EXERCISE REQUIREMENTS> Make an exact copy of every entry, from the first line to the last.

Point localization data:
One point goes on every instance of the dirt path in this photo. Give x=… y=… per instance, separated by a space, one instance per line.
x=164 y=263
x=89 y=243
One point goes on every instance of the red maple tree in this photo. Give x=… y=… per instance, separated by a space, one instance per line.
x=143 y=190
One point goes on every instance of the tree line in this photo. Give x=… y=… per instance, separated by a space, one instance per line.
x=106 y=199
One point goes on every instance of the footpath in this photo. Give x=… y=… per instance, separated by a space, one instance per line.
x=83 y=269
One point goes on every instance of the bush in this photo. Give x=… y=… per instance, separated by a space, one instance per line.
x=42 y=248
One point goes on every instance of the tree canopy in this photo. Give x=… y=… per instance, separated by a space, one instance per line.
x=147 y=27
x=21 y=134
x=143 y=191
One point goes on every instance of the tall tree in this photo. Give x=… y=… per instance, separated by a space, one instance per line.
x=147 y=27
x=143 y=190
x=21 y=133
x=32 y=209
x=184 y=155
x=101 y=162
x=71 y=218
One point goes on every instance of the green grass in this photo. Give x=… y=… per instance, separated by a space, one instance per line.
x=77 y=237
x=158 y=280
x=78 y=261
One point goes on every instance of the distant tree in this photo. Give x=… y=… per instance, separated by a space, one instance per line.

WRITTEN REPLY>
One point goes on every instance of the dirt path in this photo. Give x=… y=… per instance, separated by a space, one instance per line.
x=164 y=263
x=89 y=243
One point goes on every instance of the red maple tree in this photo. Give x=… y=… per instance, separated by a space, one instance per line.
x=143 y=190
One point goes on every instance of the tree line in this photo. Give x=… y=… per instance, separated by a space, one instance per line.
x=106 y=199
One point goes on every instance of the footpath in this photo. Give x=… y=… per instance, separated by a space, one instance per line.
x=83 y=269
One point goes on every instance of the bush in this photo. Give x=… y=… per instance, separated by a space, one instance per line.
x=42 y=248
One point goes on every instance of the tree canopy in this photo. Give x=… y=… per instance, separated by a space, one instance per line.
x=147 y=27
x=21 y=134
x=143 y=191
One point goes on every instance of the tall tree in this photo. Give x=… y=… per instance, separated by a space, one instance per line.
x=147 y=27
x=143 y=190
x=21 y=133
x=32 y=209
x=184 y=155
x=101 y=162
x=71 y=218
One point goes on every instance of the green grass in this photo. Give x=… y=… per instance, separated by a space, one instance per line.
x=77 y=237
x=158 y=280
x=78 y=261
One point goes on every instance of the distant tree in this photo. Give x=… y=… per instance, separated by a space, one instance per line.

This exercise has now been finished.